**WHAT IS EXPECTED**
Copy word for word everything from the start of the material down to the line containing "negative clicks: (13, 28)", with that line included. Leave the pictures out of the answer.

Collected data entries:
▼▼▼

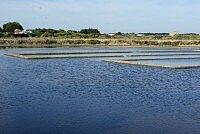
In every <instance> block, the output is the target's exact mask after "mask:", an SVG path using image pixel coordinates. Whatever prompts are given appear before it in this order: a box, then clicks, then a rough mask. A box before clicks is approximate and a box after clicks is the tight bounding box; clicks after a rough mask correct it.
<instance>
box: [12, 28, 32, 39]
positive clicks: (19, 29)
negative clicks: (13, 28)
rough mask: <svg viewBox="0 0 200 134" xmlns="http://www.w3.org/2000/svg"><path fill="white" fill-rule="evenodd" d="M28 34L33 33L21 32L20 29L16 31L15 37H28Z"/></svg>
mask: <svg viewBox="0 0 200 134" xmlns="http://www.w3.org/2000/svg"><path fill="white" fill-rule="evenodd" d="M28 33H32V32H31V31H29V30H20V29H15V30H14V36H15V37H28Z"/></svg>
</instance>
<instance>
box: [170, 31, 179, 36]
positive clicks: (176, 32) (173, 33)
mask: <svg viewBox="0 0 200 134" xmlns="http://www.w3.org/2000/svg"><path fill="white" fill-rule="evenodd" d="M178 34H179V33H178V32H176V31H174V32H171V33H169V36H175V35H178Z"/></svg>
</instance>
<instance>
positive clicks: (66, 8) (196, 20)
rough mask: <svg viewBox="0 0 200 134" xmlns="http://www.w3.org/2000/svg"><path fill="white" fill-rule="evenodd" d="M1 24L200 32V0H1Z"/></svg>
mask: <svg viewBox="0 0 200 134" xmlns="http://www.w3.org/2000/svg"><path fill="white" fill-rule="evenodd" d="M0 6H1V8H0V25H2V24H3V23H4V22H5V21H18V22H20V23H21V24H22V25H23V26H24V27H25V28H38V27H40V28H56V29H65V30H67V29H74V30H79V29H82V28H98V29H100V30H101V32H106V33H108V32H118V31H122V32H171V31H179V32H182V33H184V32H197V33H200V15H199V14H200V1H199V0H0Z"/></svg>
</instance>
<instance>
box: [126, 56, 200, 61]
mask: <svg viewBox="0 0 200 134" xmlns="http://www.w3.org/2000/svg"><path fill="white" fill-rule="evenodd" d="M179 59H200V57H188V58H147V59H126V60H123V61H145V60H179Z"/></svg>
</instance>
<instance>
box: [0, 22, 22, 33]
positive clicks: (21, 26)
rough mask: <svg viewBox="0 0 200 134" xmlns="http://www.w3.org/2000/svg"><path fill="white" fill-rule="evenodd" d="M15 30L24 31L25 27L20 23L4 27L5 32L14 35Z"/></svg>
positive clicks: (4, 24)
mask: <svg viewBox="0 0 200 134" xmlns="http://www.w3.org/2000/svg"><path fill="white" fill-rule="evenodd" d="M15 29H20V30H23V27H22V25H21V24H19V23H18V22H8V23H6V24H4V25H3V31H4V32H8V33H13V32H14V30H15Z"/></svg>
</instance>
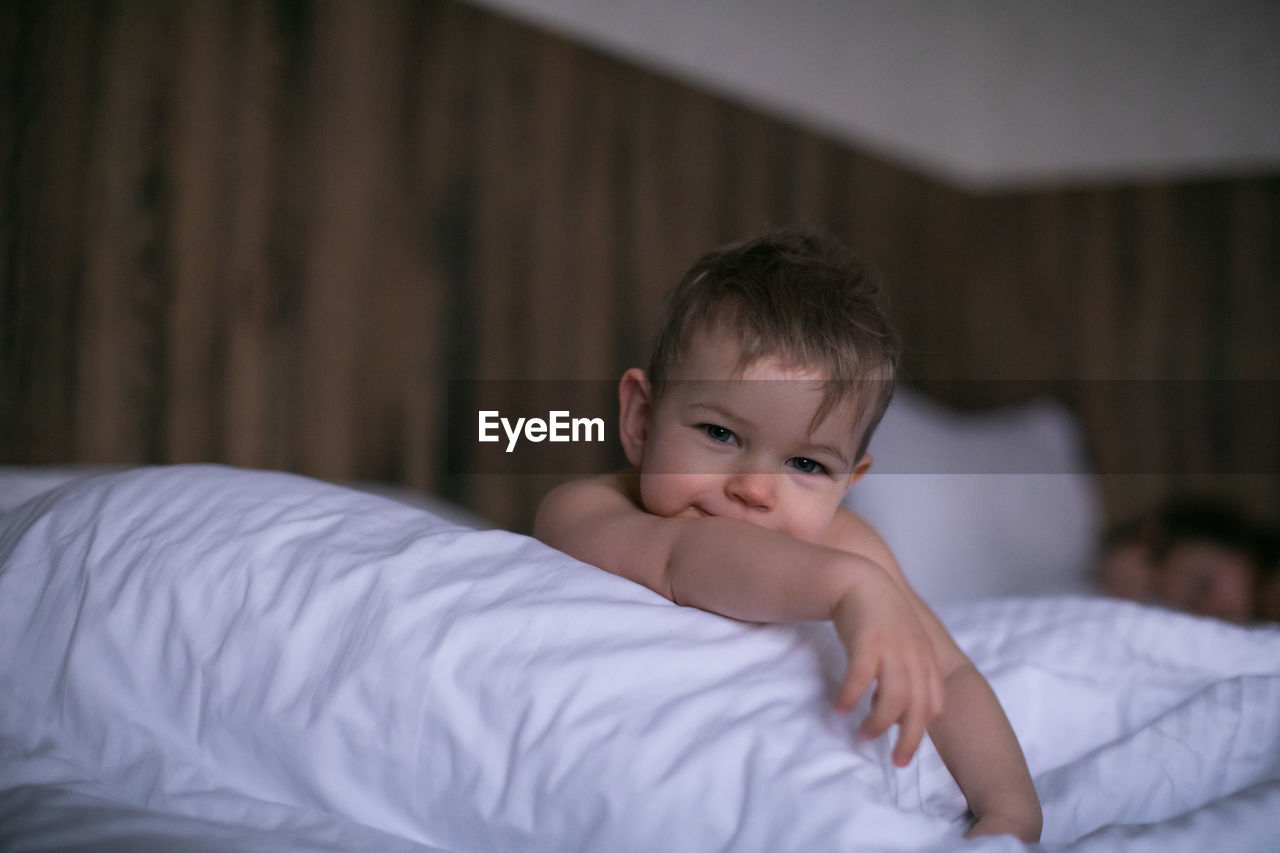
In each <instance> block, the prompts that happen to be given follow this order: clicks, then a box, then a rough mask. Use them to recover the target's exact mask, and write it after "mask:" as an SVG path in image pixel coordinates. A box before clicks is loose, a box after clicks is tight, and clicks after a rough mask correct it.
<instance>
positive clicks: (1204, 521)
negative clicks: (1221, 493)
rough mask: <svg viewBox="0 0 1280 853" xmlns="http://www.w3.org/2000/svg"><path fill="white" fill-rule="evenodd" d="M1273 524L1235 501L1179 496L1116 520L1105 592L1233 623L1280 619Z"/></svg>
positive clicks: (1106, 559) (1275, 546) (1110, 549)
mask: <svg viewBox="0 0 1280 853" xmlns="http://www.w3.org/2000/svg"><path fill="white" fill-rule="evenodd" d="M1277 562H1280V547H1277V537H1276V533H1275V530H1274V529H1271V528H1268V526H1267V525H1265V524H1262V523H1261V521H1260V520H1257V519H1254V517H1252V516H1251V515H1248V514H1247V512H1244V511H1243V510H1240V508H1239V507H1236V506H1234V505H1233V503H1229V502H1225V501H1220V500H1216V498H1207V497H1180V498H1172V500H1170V501H1166V502H1165V503H1164V505H1161V506H1160V507H1157V508H1156V510H1153V511H1152V512H1148V514H1144V515H1143V516H1140V517H1138V519H1134V520H1133V521H1129V523H1128V524H1124V525H1120V526H1117V528H1116V529H1115V530H1112V532H1111V533H1110V534H1108V537H1107V539H1106V542H1105V543H1103V548H1102V555H1101V558H1100V566H1098V570H1100V576H1101V581H1102V587H1103V588H1105V589H1106V592H1107V593H1110V594H1114V596H1119V597H1121V598H1129V599H1133V601H1143V602H1151V603H1155V605H1161V606H1165V607H1171V608H1175V610H1183V611H1187V612H1190V613H1197V615H1201V616H1213V617H1216V619H1224V620H1226V621H1231V622H1242V624H1243V622H1251V621H1256V620H1271V621H1280V583H1277V578H1280V571H1277Z"/></svg>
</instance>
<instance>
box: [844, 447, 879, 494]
mask: <svg viewBox="0 0 1280 853" xmlns="http://www.w3.org/2000/svg"><path fill="white" fill-rule="evenodd" d="M873 461H876V460H873V459H872V455H870V453H863V455H861V457H860V459H859V460H858V462H855V464H854V473H852V474H850V475H849V485H852V484H854V483H856V482H858V480H860V479H863V475H864V474H867V471H869V470H870V469H872V462H873ZM849 485H846V487H845V488H849Z"/></svg>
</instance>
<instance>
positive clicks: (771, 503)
mask: <svg viewBox="0 0 1280 853" xmlns="http://www.w3.org/2000/svg"><path fill="white" fill-rule="evenodd" d="M773 479H774V475H773V474H764V473H762V471H740V473H737V474H735V475H733V476H731V478H730V480H728V493H730V496H731V497H732V498H735V500H736V501H740V502H742V503H744V505H746V506H750V507H756V508H768V507H769V506H772V505H773V491H774V482H773Z"/></svg>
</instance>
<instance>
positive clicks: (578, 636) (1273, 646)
mask: <svg viewBox="0 0 1280 853" xmlns="http://www.w3.org/2000/svg"><path fill="white" fill-rule="evenodd" d="M780 570H785V567H780ZM943 617H945V620H946V621H947V622H948V625H950V626H951V628H952V630H954V633H955V637H956V639H957V640H959V643H960V644H961V646H963V647H964V648H965V649H966V651H968V653H969V654H970V657H973V660H974V661H975V663H977V665H978V666H979V667H980V669H982V670H983V671H984V672H986V674H987V676H988V678H989V680H991V681H992V685H993V686H995V689H996V692H997V694H998V695H1000V698H1001V701H1002V703H1004V706H1005V708H1006V711H1007V712H1009V716H1010V719H1011V721H1012V724H1014V727H1015V729H1016V731H1018V734H1019V736H1020V739H1021V743H1023V747H1024V751H1025V752H1027V757H1028V762H1029V765H1030V768H1032V774H1033V775H1034V777H1036V784H1037V788H1038V790H1039V794H1041V798H1042V802H1043V806H1044V836H1043V843H1042V845H1041V847H1042V848H1044V849H1073V850H1110V849H1116V850H1120V849H1123V850H1152V852H1156V850H1158V852H1161V853H1164V852H1165V850H1197V852H1198V850H1206V849H1221V850H1275V849H1277V839H1280V817H1277V816H1280V631H1276V630H1271V629H1253V630H1245V629H1239V628H1233V626H1228V625H1222V624H1219V622H1212V621H1206V620H1198V619H1194V617H1189V616H1183V615H1176V613H1167V612H1161V611H1156V610H1148V608H1140V607H1137V606H1133V605H1128V603H1120V602H1107V601H1093V599H1085V598H1039V599H1005V601H995V602H988V603H978V605H965V606H959V607H955V608H952V610H950V611H947V612H945V613H943ZM841 665H842V660H841V653H840V649H838V647H836V646H835V644H833V642H832V634H831V633H829V630H828V629H827V628H826V626H822V625H773V626H760V625H749V624H742V622H736V621H732V620H727V619H721V617H718V616H714V615H709V613H705V612H701V611H696V610H691V608H684V607H677V606H675V605H672V603H671V602H667V601H666V599H663V598H660V597H658V596H655V594H653V593H650V592H649V590H646V589H644V588H641V587H637V585H635V584H631V583H628V581H625V580H621V579H617V578H613V576H611V575H608V574H605V573H603V571H599V570H596V569H593V567H590V566H585V565H582V564H579V562H576V561H573V560H571V558H568V557H566V556H563V555H561V553H558V552H554V551H552V549H549V548H545V547H544V546H541V544H539V543H538V542H534V540H531V539H527V538H524V537H518V535H515V534H509V533H503V532H484V533H479V532H472V530H468V529H465V528H458V526H453V525H451V524H448V523H445V521H443V520H440V519H438V517H435V516H433V515H429V514H426V512H424V511H420V510H415V508H411V507H406V506H402V505H398V503H394V502H392V501H387V500H383V498H378V497H372V496H369V494H362V493H357V492H352V491H347V489H342V488H338V487H332V485H324V484H320V483H316V482H312V480H307V479H303V478H297V476H289V475H283V474H266V473H255V471H239V470H233V469H223V467H211V466H191V467H170V469H141V470H137V471H129V473H123V474H113V475H108V476H100V478H93V479H87V480H81V482H77V483H70V484H68V485H64V487H61V488H59V489H56V491H54V492H50V493H46V494H44V496H40V497H37V498H33V500H32V501H28V502H27V503H24V505H23V506H20V507H17V508H12V510H9V511H6V512H4V514H0V849H4V850H73V849H74V850H209V852H220V850H388V852H397V850H449V852H465V850H466V852H470V850H498V852H506V850H557V852H559V850H570V852H572V850H608V852H616V850H658V852H664V853H666V852H682V850H689V852H698V853H709V852H714V850H762V852H764V850H768V852H778V850H806V852H808V850H934V849H938V850H943V849H956V848H963V849H974V850H1021V849H1024V847H1023V845H1020V844H1018V843H1016V841H1014V840H1012V839H1009V838H1005V839H983V840H978V841H974V843H966V841H963V840H961V834H963V831H964V815H963V813H964V800H963V798H961V797H960V794H959V790H957V789H956V788H955V784H954V783H952V781H951V777H950V775H948V774H947V772H946V768H945V767H943V766H942V765H941V762H940V760H938V757H937V753H936V752H933V749H932V747H931V745H929V744H928V742H925V745H924V747H923V748H922V751H920V753H919V754H918V757H916V760H915V761H914V762H913V763H911V765H910V766H909V767H906V768H904V770H897V768H895V767H893V766H892V765H891V762H890V760H888V740H887V739H882V740H877V742H864V740H861V739H860V738H859V736H858V735H856V726H858V713H855V715H852V716H850V717H842V716H838V715H836V713H835V712H833V711H831V708H829V706H831V694H832V690H833V688H835V683H836V679H837V678H838V674H840V670H841ZM891 734H892V733H891Z"/></svg>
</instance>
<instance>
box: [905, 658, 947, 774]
mask: <svg viewBox="0 0 1280 853" xmlns="http://www.w3.org/2000/svg"><path fill="white" fill-rule="evenodd" d="M941 711H942V681H941V680H940V679H938V678H937V672H934V671H933V670H932V669H931V670H928V671H925V672H923V674H919V675H918V679H916V681H915V693H914V695H913V697H911V701H910V703H909V706H908V708H906V712H905V713H904V715H902V720H901V724H900V725H899V729H897V744H895V747H893V763H895V765H897V766H899V767H905V766H906V765H908V763H910V761H911V756H914V754H915V751H916V749H919V747H920V742H922V740H924V733H925V730H927V729H928V726H929V721H931V720H933V717H936V716H937V715H938V713H940V712H941Z"/></svg>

▲▲▲

**REPLY**
In every <instance> block, the output is the target's exact mask after "mask:", an SVG path using image pixel coordinates. Whatever prompts are given appear before it in this order: a box, then clicks, then a rough mask. A box before clicks is approximate and a box after clicks is the tight bounding box; clicks after a rough mask correct it.
<instance>
box: [12, 28, 32, 39]
positive clicks: (19, 29)
negative clicks: (13, 28)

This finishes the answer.